Are both spouses eligible for the same tax treatment of disability retirement benefits paid as required by a divorce agreement?


Taxpayer Says: The benefits should be nontaxable because she received them under a divorce agreement and she should qualify for the same tax treatment as her former spouse.

Internal Revenue Service Says: The benefits are taxable to the taxpayer because she does not meet any of the exceptions available to exclude it.


From Internal Revenue Code Section 61(a): Defines gross income as “all income from whatever source derived, including * * * (11) Pensions”, unless otherwise provided.

From Internal Revenue Code Section 104(a)(1): Provides an exception to Section 61(a) by authorizing an exclusion with respect to compensation for injuries or sickness.

From Internal Revenue Code Section 402(e)(1)(A): Provides that an alternate payee pursuant to section 414(p) (which defines a qualified domestic relations order) who is the former spouse of the participant shall be treated as the distributee of any distribution of payment made to the alternate payee under a qualified domestic relations order (QDRO).

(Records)
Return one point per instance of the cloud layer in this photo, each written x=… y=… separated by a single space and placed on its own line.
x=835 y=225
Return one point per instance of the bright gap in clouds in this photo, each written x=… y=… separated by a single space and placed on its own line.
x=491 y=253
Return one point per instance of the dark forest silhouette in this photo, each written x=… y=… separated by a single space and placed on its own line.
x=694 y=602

---

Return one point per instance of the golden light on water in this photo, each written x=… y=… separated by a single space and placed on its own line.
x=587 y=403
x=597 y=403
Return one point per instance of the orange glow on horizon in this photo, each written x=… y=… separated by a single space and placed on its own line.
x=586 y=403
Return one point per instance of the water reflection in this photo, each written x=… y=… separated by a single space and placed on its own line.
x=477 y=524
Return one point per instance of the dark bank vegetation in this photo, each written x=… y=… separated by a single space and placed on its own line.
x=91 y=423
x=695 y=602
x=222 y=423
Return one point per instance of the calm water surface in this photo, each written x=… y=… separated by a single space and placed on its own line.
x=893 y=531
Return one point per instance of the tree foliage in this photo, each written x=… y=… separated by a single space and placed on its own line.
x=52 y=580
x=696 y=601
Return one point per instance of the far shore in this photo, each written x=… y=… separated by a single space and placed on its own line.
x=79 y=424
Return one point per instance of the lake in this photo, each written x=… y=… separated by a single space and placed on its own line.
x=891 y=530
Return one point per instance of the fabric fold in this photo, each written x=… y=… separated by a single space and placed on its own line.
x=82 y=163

### Stated exercise
Write out the full text on the taxation of disability retirement benefits paid under a divorce agreement, word for word.

### Answer below
Are both spouses eligible for the same tax treatment of disability retirement benefits paid as required by a divorce agreement?


Taxpayer Says: The benefits should be nontaxable because she received them under a divorce agreement and she should qualify for the same tax treatment as her former spouse.

Internal Revenue Service Says: The benefits are taxable to the taxpayer because she does not meet any of the exceptions available to exclude it.


From Internal Revenue Code Section 61(a): Defines gross income as “all income from whatever source derived, including * * * (11) Pensions”, unless otherwise provided.

From Internal Revenue Code Section 104(a)(1): Provides an exception to Section 61(a) by authorizing an exclusion with respect to compensation for injuries or sickness.

From Internal Revenue Code Section 402(e)(1)(A): Provides that an alternate payee pursuant to section 414(p) (which defines a qualified domestic relations order) who is the former spouse of the participant shall be treated as the distributee of any distribution of payment made to the alternate payee under a qualified domestic relations order (QDRO).